## Action item
Any image in the records is to be skipped; everything else should be reproduced exactly.

## Data extract
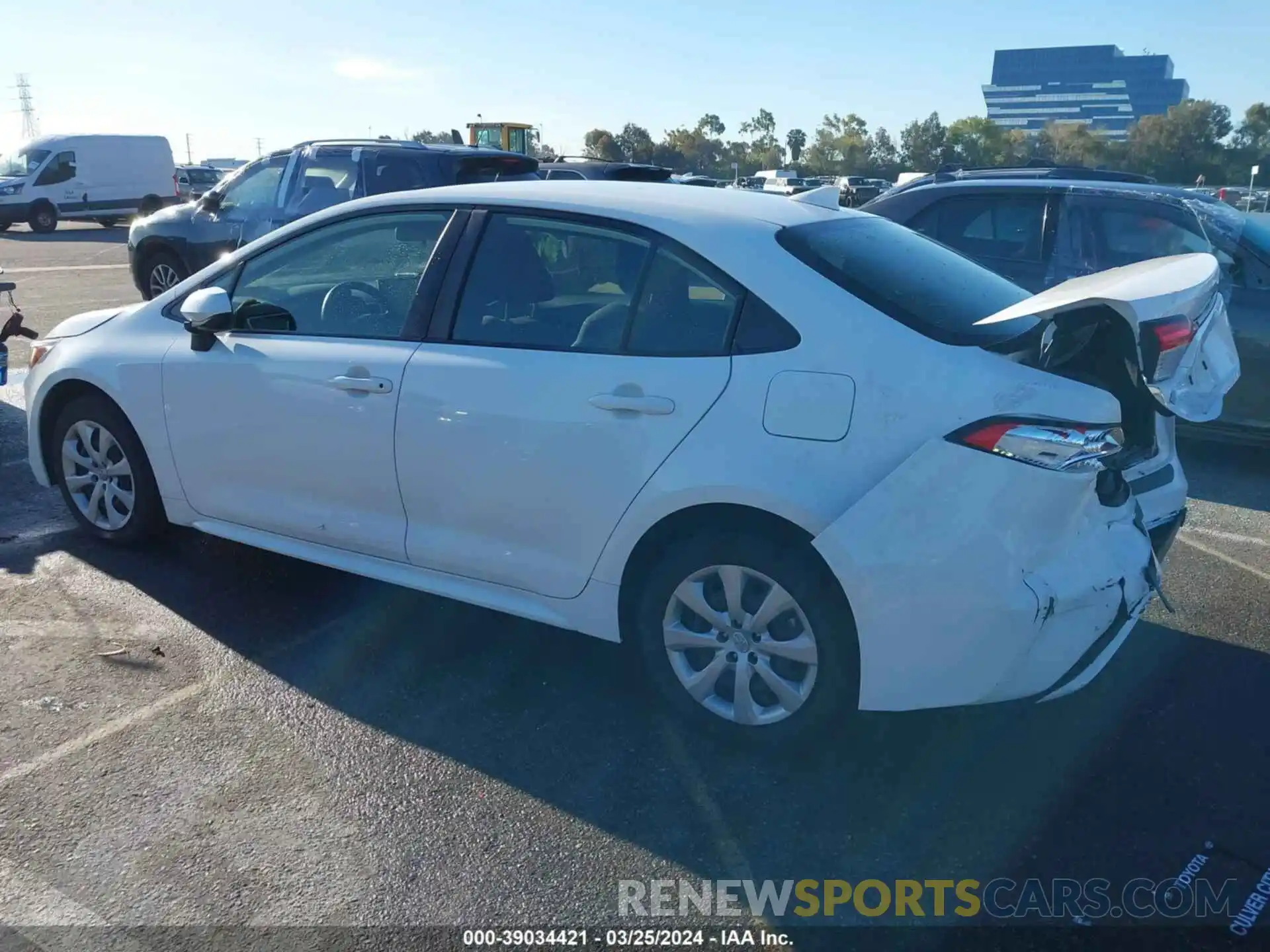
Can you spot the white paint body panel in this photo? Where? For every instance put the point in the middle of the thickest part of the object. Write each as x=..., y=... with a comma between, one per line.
x=487, y=475
x=792, y=394
x=512, y=476
x=1017, y=575
x=261, y=437
x=1181, y=286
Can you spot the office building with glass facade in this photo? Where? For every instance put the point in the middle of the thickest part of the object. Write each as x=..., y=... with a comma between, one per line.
x=1094, y=85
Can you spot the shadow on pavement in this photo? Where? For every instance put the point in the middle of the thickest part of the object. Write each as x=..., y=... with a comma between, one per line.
x=116, y=235
x=1227, y=474
x=1123, y=779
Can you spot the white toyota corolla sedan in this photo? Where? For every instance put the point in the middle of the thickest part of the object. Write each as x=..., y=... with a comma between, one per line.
x=802, y=459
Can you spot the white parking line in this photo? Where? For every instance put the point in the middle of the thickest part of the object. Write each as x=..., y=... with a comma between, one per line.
x=107, y=730
x=1226, y=536
x=26, y=900
x=65, y=268
x=1224, y=557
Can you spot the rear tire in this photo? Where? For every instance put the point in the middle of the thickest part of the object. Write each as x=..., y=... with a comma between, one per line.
x=161, y=270
x=798, y=666
x=44, y=219
x=103, y=473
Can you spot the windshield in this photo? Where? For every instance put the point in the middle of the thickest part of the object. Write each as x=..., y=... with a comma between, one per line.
x=1226, y=225
x=23, y=163
x=911, y=278
x=204, y=177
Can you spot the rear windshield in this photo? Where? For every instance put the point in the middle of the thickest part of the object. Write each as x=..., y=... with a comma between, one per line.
x=497, y=168
x=906, y=276
x=640, y=173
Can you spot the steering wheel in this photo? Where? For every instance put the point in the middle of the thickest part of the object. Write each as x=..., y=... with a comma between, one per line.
x=352, y=302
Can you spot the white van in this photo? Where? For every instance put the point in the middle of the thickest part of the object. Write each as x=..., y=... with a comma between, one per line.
x=98, y=178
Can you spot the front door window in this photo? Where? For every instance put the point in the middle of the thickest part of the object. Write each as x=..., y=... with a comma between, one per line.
x=355, y=278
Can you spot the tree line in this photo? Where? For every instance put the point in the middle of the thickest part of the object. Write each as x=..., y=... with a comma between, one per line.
x=1195, y=138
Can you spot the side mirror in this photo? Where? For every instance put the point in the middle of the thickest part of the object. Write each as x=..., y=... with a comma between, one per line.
x=206, y=313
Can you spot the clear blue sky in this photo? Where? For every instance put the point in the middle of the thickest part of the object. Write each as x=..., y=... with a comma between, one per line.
x=286, y=70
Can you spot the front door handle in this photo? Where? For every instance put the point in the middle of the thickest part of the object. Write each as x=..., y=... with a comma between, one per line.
x=362, y=385
x=652, y=405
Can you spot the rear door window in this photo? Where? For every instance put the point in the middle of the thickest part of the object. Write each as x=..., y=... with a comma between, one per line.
x=1005, y=227
x=906, y=276
x=683, y=310
x=546, y=284
x=1126, y=231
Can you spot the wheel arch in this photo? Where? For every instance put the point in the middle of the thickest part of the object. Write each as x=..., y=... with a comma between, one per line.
x=58, y=397
x=148, y=249
x=708, y=517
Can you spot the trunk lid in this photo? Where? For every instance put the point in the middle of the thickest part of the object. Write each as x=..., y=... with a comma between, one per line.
x=1167, y=317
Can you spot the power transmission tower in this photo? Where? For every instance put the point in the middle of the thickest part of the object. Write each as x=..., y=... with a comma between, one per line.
x=30, y=126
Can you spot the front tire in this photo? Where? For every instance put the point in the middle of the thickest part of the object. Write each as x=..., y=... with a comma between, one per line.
x=748, y=637
x=161, y=270
x=103, y=473
x=44, y=219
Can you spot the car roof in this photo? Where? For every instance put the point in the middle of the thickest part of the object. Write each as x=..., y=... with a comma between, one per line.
x=407, y=143
x=705, y=216
x=1146, y=190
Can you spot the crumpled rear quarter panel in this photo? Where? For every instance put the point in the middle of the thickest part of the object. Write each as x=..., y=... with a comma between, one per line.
x=974, y=578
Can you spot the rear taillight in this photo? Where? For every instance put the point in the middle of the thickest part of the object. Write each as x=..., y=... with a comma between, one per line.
x=1067, y=447
x=1164, y=343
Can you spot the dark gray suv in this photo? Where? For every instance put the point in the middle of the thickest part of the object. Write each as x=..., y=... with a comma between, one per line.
x=1040, y=229
x=278, y=188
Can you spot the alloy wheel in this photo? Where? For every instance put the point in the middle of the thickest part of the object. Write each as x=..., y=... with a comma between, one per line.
x=741, y=645
x=98, y=475
x=163, y=276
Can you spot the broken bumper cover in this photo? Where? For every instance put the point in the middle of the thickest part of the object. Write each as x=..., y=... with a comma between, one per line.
x=977, y=579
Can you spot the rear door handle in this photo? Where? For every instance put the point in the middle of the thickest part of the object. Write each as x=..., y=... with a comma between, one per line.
x=654, y=407
x=362, y=385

## Response box
Can you spot the white paint body panel in this photo? Where? For every instance put the point in the middle of the thickest part of the object. Write each as x=..., y=... with a comma between, one per line.
x=487, y=475
x=792, y=394
x=512, y=476
x=1017, y=575
x=261, y=437
x=1181, y=286
Can you spot the office building with glass facade in this photo? Where? For every instance put the point in the middle of the thickest part of the object. Write each as x=..., y=... with a comma between, one per line.
x=1094, y=85
Can you spot the shadow on pavement in this photo? Where? For every instance put the point in the middle of the thickest part of the object. Write each as x=..., y=... with a comma between, one per line.
x=116, y=235
x=1227, y=474
x=1123, y=779
Can you spot the white toyota corolla sedan in this photo? Where? For every instance put the point in the middle of the thickest part of the object. Write each as x=..., y=... with a comma between, one per line.
x=802, y=459
Can you spot the white parking line in this photo? Where? For every instance put the point in the middle of the thickest part of the object. Write each as x=..., y=... with a comma between, one per line.
x=107, y=730
x=1226, y=536
x=26, y=900
x=65, y=268
x=1224, y=557
Can you spot the rear tire in this photo? Where? For every instance put the point in the middle of the thickest part of the object. Write each as x=..., y=... with a comma between, one per line.
x=161, y=270
x=798, y=666
x=44, y=219
x=103, y=473
Can you spot the windshield in this photo? Where? For every instance put the point in the middle of the thickest part of the object. Write each as x=..., y=... with a comma between, one per line.
x=1226, y=225
x=23, y=163
x=911, y=278
x=204, y=177
Can you spot the rear windshield in this photo? Where? For every instance put the point in the middle of the thickest part of the object. Write each as x=..., y=... with a comma between, one per line.
x=497, y=168
x=906, y=276
x=640, y=173
Can you spot the steering wheel in this photo? Where? For every instance put the point in the middle of the thickest part of the object. Write each as x=..., y=... with a comma between, one per line.
x=352, y=302
Can you spot the white van in this photo? Where? For every instance put the point in the middle of the thickest part of the object. Write each as x=..., y=... with a comma between, one per line.
x=98, y=178
Can you spot the front door window in this photo? Where? For every instance put the point in the middle of the thickest part of the object. Write each as x=..., y=... with a comma between, one per line.
x=355, y=278
Can you spot the tree line in this photo? Where? For every instance put the point in the middle of the thickest part of the object. Write each as x=..., y=... with a comma between, one per line.
x=1195, y=138
Can you spot the side mirror in this photo? Where? For every instance put the point in the middle of the thickest part of the object. Write each as x=..., y=... with a comma between, one per line.
x=206, y=313
Can you spot the clear blue sky in this photo? Where? For every instance put the point in the middle of the thickest part of the object. Write each as x=..., y=... with a comma between, one per line.
x=286, y=70
Can you spot the front door handle in this photo? Where? For every instance put the point in the middle of the thickest part of the object. Write each as x=..., y=... with a comma between, one per line.
x=362, y=385
x=652, y=405
Can you spot the rear door window in this photo? Where? For every instance put the point in the middle of the thickest part of the object. Write each as x=..., y=... with a comma between, one per line.
x=1005, y=227
x=906, y=276
x=683, y=310
x=546, y=284
x=1126, y=231
Can you spot the wheel arch in this photo? Where? For every instance put the point in the middle of the thickest part of the object. Write each as x=..., y=... with a comma between, one per line.
x=58, y=397
x=148, y=249
x=708, y=517
Can you spot the trunk lid in this photo? Where? For every instance put the point in the middle of the thickest part of the object. Write each as x=..., y=... with a comma between, one per line.
x=1167, y=317
Can you spot the power transmission tower in this photo? Where? For every instance put the point in the middle of the thickest part of the object. Write each as x=..., y=... with a comma between, one per line.
x=30, y=126
Can you spot the front tire in this photo? Where? For every instance put the point in the middle of the thickest part of the object. Write each as x=..., y=... with a comma between, one per line.
x=748, y=637
x=161, y=270
x=103, y=473
x=44, y=219
Can you spot the car roof in this photo? Where? For every instance put the point in the middle of the thickest part of the object. Write each as x=..., y=... with a comma between, one per line.
x=407, y=143
x=705, y=216
x=1146, y=190
Can you spot the crumpled rear quarter panel in this photo? Where? For every instance put the point in the middle of the thickest part of the object. Write each as x=..., y=... with a comma between, one per line.
x=974, y=578
Can you spot the rear taillight in this photo? Where? For every instance put the point in the middle of the thickest part of the object. Write each as x=..., y=... with a comma between, one per line.
x=1067, y=447
x=1164, y=343
Can you spot the dark gray suv in this photo? Where? For every instance put the point in the middle of the thickest part of the object. Write each as x=..., y=... with a comma between, one per line.
x=1040, y=229
x=278, y=188
Can you spot the alloy wheel in this photo? Where? For every instance put the point in the middle of the thickest part of the object. Write each as x=..., y=... with a comma between, one per line.
x=741, y=645
x=98, y=475
x=163, y=276
Can you spot the broken bumper cover in this photo? Where? For every instance put the point in the middle of the thickest part of the object. Write each as x=..., y=... with a comma between, one per line.
x=977, y=579
Can you spot the rear door handle in this photo? Where? For every instance put the point in the middle of the thickest part of the object. Write each as x=..., y=... with a comma between, one per line.
x=654, y=407
x=362, y=385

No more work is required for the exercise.